*** Données d'entrée

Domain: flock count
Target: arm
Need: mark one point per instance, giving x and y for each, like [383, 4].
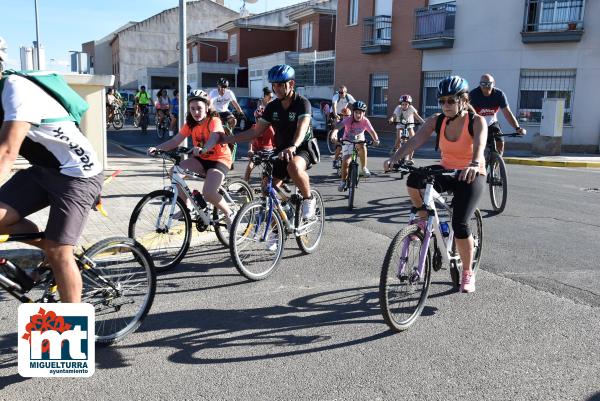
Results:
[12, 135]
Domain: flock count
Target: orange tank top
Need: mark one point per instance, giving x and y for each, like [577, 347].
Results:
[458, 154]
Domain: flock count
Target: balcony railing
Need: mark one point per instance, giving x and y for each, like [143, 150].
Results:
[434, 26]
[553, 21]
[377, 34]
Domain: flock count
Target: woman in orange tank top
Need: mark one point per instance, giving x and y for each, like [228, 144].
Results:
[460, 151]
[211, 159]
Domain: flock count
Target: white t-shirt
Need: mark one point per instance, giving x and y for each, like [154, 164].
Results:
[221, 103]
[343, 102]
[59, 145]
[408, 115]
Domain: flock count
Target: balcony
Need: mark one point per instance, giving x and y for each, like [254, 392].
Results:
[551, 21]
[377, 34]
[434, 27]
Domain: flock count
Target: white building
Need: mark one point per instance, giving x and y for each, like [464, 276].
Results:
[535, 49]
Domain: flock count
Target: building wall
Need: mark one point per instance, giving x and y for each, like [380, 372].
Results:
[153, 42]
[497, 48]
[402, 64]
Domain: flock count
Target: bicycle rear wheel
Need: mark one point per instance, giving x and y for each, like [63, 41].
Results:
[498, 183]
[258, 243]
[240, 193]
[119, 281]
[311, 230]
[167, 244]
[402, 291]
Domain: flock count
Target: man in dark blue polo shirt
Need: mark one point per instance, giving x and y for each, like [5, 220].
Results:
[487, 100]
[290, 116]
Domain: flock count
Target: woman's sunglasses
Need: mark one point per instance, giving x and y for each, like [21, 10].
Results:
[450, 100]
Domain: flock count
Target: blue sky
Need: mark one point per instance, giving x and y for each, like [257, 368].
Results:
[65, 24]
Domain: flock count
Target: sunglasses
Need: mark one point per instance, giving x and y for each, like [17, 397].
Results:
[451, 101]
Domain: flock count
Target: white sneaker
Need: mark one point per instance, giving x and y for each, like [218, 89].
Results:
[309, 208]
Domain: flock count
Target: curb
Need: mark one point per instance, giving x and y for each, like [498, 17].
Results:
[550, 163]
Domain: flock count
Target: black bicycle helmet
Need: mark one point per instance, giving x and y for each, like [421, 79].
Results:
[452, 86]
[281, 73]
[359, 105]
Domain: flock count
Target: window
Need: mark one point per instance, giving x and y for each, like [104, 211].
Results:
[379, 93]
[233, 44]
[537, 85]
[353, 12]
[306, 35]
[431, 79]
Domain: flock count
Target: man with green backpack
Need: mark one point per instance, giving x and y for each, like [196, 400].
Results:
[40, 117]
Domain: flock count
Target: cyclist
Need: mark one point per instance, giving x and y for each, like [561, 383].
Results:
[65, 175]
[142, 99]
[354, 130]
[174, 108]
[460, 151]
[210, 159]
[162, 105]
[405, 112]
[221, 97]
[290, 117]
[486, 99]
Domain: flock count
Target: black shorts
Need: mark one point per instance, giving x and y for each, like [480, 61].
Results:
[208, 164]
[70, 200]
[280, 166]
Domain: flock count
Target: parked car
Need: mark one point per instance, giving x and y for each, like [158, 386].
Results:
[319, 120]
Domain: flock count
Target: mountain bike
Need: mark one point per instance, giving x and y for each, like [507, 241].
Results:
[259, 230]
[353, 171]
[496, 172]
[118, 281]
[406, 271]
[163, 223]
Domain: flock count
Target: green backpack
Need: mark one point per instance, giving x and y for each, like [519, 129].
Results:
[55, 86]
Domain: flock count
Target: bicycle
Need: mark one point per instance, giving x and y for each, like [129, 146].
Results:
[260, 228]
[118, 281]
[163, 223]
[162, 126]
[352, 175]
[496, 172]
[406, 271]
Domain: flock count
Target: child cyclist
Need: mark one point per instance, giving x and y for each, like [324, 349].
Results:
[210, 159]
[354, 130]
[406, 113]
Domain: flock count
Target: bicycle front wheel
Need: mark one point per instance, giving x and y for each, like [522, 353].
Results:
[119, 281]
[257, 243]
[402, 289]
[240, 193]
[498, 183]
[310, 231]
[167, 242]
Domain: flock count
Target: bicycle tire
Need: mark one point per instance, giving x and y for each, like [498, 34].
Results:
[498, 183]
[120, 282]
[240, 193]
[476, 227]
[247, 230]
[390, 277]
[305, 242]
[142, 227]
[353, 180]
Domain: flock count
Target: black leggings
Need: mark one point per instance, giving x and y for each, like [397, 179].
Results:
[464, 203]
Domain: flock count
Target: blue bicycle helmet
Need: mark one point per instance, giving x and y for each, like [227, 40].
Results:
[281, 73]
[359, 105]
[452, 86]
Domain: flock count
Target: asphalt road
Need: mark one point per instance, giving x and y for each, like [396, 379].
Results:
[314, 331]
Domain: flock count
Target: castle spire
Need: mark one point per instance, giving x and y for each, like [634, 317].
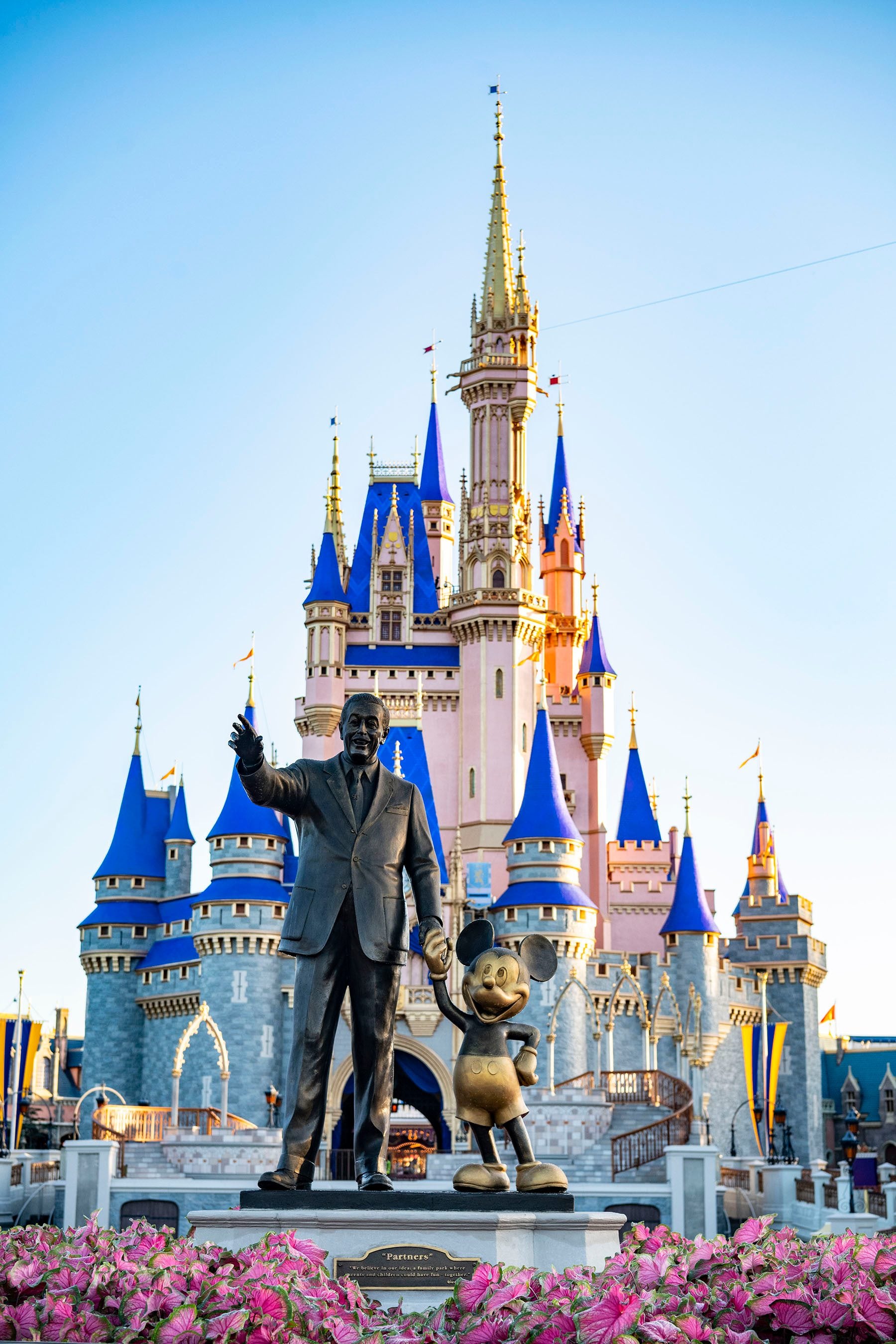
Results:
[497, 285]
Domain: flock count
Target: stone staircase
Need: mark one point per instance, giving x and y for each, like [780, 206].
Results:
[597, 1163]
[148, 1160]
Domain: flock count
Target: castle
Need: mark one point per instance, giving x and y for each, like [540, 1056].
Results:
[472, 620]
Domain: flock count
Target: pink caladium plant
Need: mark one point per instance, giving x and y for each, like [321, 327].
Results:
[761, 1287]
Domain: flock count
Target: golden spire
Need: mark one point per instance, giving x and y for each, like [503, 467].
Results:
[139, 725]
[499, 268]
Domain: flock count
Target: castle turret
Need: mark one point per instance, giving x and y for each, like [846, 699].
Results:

******
*** Données d'entrée

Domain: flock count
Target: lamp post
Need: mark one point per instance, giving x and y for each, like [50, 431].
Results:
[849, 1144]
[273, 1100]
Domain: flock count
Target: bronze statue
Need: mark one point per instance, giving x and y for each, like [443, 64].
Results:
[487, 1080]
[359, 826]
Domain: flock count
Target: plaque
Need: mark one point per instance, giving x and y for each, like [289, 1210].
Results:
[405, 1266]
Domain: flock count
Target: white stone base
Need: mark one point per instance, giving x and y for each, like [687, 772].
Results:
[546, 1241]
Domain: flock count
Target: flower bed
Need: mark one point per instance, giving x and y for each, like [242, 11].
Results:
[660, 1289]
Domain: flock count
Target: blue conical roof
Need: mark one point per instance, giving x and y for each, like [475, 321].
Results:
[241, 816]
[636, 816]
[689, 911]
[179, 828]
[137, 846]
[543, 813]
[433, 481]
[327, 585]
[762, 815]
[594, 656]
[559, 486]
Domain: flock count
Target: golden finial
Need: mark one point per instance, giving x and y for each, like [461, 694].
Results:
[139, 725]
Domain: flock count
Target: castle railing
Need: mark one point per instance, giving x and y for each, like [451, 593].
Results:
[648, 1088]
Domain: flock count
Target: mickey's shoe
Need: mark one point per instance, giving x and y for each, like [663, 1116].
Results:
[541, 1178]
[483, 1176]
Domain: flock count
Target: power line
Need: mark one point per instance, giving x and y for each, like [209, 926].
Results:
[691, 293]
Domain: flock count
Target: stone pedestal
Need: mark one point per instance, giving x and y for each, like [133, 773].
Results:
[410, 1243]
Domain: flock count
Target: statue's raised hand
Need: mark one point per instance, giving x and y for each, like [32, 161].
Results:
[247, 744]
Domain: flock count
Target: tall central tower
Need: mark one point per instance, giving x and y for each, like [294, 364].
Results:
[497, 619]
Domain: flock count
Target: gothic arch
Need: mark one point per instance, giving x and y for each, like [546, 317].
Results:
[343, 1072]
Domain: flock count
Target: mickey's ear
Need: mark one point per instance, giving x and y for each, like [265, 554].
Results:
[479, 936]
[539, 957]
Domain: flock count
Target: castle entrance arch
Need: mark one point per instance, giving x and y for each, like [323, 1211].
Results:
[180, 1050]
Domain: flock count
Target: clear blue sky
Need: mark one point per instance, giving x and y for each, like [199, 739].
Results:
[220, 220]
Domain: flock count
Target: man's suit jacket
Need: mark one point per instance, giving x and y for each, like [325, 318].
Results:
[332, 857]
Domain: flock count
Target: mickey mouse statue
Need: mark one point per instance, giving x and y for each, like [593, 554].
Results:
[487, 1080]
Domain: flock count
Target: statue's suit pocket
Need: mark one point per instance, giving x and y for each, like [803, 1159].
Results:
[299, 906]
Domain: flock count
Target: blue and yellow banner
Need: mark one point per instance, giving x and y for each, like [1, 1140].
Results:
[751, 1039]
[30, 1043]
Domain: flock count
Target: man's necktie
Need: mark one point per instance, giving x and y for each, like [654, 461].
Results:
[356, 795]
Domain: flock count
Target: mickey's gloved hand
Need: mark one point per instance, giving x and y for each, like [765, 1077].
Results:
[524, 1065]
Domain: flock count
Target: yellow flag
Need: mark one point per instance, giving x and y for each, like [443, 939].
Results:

******

Consigne. Renvoyez sans les modifier toutes les lignes des entrées ci-dessus qui contiennent la chaîne « suit ».

Réponse.
Target: man's suit jacket
Target: statue's suit pocket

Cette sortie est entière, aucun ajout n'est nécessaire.